Bizim çocuklara bakıyorum da maşallah bitmek bilmeyen enerjileri var. Bir koşuşturmaca yaz tatillerin de akşam olur artık içeri gir deriz girmezler ha bire top peşindeler. İşte bu yaşta bu çocukları sokaklardan kurtarmak gerekir. Her okulun bünyesinde spor salonları olmalı. Her çocuk bu spor çalışmalarına katılmalı burada bulunan beden öğretmenlerin nezaretin de çocukların ne sporla ilgileneceği tespit edilmeli. Okul içersinde yarışmalar tertip edilebilir ve hatta okul tarafından konulan ödüllerle olimpiyatın ruhu çocuklara aşılanabilir. Okullarda ki beden öğretmenlerin gözetiminde dereceye giren öğrencileri belirli sınıflardan itibaren spor okullarına alınarak çocukların sporcu olmaları sağlanabilir. Yani spor okulları ilkokul üçüncü sınıfından itibaren mevcut olmalı ve tıpkı askeri liseler de olduğu gibi yatılı olmalı. Seçmeli olarak alınan bu çocuklar bir yandan derslerini yeni spor okullarında görüp geri kalmayacaklar ve orada ki hocaların nezaretinde çocuğa sporcu hüviyeti kazandırılacaklardır. Bir atlet, bir yüzücü ya da güreşçi vb bu spor okullarında çıkacaktır. Dolayısıyla olimpiyata götürülecek sporcular buradan çıkacak. Kulüpler sporcularını bu okullardan temin edeceklerdir. Ve dahası spor akademisi bu spor okullarından çıkan öğrencilerin ÖSS sınavına girmeden bu okullara girişleri sağlanacaktır. Böylece üniversiteye girme korkusu yaşamadan meslek sahibi olacak o da beden öğretmeliği ya da antrenör sıfatı verilecektir. Daha ileriki zamanlarda yöneticilik sıfatıyla sporumuzu daha ileri götürmek için çalışmalarda bulunan yöneticiler olacaklardır.

__Soru__. Spor okulları üzerine yazıya göre bu okullar ilkokulun kaçıncı sınıfından itibaren olmalı?

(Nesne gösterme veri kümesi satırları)
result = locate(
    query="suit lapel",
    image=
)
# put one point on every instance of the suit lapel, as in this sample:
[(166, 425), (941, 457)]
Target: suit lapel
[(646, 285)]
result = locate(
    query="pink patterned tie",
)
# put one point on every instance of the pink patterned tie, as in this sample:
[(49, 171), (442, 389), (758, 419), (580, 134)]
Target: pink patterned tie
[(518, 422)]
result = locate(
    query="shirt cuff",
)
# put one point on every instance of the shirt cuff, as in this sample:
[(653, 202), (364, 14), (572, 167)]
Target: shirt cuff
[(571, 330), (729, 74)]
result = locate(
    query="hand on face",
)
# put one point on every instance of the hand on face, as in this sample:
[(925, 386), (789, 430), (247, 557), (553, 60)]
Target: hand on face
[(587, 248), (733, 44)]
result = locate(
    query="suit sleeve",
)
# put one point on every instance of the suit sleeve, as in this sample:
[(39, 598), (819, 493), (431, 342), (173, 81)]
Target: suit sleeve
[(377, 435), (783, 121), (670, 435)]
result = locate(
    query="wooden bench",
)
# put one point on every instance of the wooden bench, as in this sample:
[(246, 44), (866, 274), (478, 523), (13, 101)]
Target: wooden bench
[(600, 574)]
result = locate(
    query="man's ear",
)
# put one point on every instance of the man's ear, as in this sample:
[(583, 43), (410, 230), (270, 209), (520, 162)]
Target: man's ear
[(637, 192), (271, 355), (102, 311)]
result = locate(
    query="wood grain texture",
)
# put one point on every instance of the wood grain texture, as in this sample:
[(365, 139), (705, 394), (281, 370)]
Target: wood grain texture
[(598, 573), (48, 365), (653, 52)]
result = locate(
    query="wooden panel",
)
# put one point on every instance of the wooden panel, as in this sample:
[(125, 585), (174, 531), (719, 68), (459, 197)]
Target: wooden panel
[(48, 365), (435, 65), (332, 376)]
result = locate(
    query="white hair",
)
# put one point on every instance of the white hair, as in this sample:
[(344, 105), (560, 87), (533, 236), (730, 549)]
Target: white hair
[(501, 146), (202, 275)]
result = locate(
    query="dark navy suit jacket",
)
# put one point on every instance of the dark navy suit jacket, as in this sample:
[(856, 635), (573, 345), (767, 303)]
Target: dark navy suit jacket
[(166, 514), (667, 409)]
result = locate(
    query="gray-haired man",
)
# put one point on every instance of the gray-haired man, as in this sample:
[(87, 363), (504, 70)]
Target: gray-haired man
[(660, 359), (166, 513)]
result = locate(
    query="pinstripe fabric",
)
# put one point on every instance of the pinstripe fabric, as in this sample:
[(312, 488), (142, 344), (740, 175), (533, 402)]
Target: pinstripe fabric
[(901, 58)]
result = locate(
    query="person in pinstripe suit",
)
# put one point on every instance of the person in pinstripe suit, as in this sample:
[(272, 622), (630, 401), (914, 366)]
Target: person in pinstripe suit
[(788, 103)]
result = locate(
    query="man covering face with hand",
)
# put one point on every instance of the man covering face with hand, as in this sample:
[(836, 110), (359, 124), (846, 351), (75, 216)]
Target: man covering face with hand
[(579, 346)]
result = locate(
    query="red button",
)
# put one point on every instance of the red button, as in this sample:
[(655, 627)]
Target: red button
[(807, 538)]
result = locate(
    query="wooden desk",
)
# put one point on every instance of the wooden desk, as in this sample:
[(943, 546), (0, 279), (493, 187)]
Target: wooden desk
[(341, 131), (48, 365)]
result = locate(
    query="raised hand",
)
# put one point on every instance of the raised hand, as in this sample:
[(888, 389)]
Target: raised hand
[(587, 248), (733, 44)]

__Alıştırma sonucu__. İlkokul üçüncü sınıfından itibaren.